§ **Your goal**
When you reach the line with "Target: white door casing" in the data below, begin printing lines exactly, and stop once the line with "Target: recliner backrest" has been printed.
/---
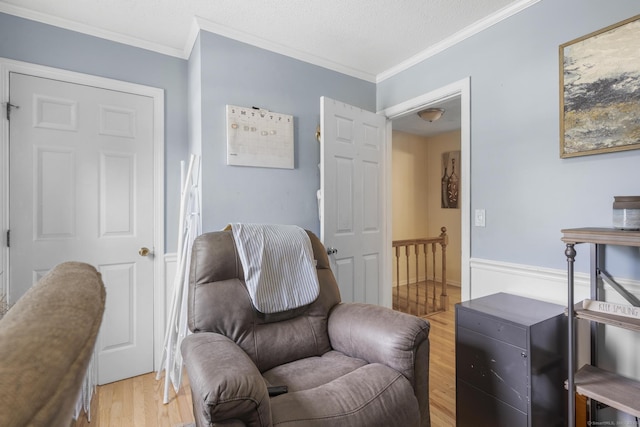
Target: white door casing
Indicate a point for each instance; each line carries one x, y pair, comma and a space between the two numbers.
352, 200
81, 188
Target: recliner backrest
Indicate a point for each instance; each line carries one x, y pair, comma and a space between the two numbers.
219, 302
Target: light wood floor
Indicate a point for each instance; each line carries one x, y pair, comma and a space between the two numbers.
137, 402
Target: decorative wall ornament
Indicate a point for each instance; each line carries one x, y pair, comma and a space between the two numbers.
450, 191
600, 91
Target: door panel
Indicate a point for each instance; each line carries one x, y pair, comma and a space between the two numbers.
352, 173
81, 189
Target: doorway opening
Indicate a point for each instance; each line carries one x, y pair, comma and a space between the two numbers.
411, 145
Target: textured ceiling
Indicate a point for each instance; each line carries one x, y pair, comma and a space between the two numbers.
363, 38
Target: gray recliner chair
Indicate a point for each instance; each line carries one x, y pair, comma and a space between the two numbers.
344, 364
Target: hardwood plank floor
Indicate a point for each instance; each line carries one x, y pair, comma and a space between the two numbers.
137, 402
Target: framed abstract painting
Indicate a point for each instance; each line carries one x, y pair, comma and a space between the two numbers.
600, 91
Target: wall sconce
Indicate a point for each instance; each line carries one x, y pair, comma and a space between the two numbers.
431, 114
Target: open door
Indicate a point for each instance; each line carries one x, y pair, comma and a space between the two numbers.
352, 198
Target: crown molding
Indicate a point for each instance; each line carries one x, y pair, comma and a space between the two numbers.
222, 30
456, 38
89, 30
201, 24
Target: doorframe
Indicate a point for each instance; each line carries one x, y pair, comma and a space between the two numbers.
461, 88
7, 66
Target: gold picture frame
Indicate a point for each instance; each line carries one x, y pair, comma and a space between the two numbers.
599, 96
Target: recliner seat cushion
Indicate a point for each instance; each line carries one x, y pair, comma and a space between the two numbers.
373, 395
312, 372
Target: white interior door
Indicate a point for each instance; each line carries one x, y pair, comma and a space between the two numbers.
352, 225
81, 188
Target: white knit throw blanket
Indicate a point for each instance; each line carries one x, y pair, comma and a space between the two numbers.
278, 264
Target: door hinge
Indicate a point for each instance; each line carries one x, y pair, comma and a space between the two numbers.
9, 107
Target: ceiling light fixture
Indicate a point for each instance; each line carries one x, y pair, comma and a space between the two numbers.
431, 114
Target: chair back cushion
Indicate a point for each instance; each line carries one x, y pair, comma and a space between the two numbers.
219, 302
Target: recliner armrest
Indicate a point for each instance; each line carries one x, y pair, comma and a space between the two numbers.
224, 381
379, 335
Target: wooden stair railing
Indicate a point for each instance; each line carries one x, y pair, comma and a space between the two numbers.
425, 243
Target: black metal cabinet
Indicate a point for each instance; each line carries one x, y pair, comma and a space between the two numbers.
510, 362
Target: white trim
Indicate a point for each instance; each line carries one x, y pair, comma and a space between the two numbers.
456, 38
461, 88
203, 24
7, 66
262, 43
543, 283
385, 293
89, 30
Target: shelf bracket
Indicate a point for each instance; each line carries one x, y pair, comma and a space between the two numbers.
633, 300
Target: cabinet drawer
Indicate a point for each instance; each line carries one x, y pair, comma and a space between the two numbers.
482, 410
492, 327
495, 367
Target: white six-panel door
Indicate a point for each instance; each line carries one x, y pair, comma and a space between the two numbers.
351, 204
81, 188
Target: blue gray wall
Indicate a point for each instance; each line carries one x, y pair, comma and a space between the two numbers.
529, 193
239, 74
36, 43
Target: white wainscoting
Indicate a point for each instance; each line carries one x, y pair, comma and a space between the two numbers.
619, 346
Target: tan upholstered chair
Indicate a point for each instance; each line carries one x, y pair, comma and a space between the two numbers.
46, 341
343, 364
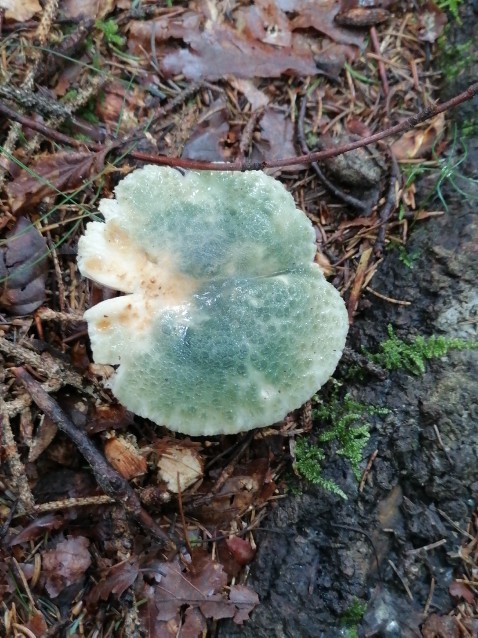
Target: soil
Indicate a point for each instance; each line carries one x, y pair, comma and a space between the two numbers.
\---
/---
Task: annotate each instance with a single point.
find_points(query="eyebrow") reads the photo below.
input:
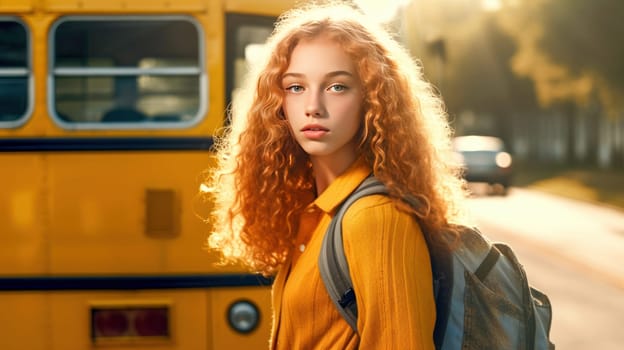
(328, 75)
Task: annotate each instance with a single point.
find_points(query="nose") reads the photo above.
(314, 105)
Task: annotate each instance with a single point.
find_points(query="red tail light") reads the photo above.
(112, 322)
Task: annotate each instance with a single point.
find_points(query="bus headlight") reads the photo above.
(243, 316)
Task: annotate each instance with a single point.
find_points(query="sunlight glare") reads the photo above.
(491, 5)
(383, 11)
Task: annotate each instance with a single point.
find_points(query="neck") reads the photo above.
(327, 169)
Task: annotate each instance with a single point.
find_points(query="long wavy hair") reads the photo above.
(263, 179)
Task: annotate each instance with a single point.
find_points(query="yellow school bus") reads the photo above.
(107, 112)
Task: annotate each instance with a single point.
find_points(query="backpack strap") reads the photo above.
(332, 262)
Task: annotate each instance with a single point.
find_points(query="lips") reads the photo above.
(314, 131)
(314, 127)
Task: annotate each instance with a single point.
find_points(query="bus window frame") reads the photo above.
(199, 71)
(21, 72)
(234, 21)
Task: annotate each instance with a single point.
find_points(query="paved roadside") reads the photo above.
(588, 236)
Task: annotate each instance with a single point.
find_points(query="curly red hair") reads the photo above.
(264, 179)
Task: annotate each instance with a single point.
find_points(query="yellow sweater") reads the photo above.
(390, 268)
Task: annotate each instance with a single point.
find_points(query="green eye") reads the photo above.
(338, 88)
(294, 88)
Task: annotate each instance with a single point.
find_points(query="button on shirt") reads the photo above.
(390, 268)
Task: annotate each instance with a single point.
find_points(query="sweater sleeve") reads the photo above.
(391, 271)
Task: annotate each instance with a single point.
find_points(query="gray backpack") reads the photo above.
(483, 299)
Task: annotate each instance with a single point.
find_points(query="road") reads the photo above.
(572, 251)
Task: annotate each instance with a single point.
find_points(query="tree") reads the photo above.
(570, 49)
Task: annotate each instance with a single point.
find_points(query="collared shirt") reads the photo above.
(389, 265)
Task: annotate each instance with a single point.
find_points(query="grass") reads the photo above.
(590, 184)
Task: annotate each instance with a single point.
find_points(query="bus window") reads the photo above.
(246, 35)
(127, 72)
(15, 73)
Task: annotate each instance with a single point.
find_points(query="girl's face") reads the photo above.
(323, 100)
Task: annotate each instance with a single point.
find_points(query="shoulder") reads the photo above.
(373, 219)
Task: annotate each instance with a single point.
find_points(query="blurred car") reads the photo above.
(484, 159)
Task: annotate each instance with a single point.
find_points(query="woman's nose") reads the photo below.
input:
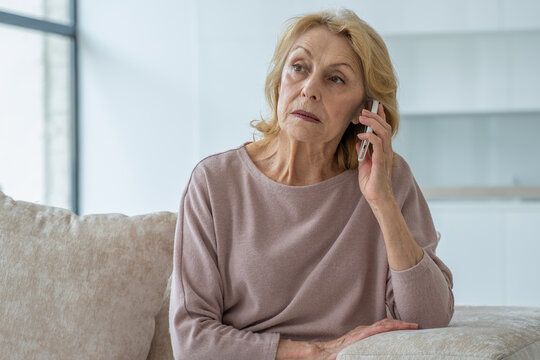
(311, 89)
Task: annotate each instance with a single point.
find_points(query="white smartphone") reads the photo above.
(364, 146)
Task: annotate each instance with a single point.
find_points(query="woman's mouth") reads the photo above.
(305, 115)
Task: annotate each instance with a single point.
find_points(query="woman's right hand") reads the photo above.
\---
§ **Completed task**
Target: white door casing
Indicate a point for each instance; each line carries one x, y pair, comma and a space between the two numbers.
352, 200
81, 188
Target: recliner backrest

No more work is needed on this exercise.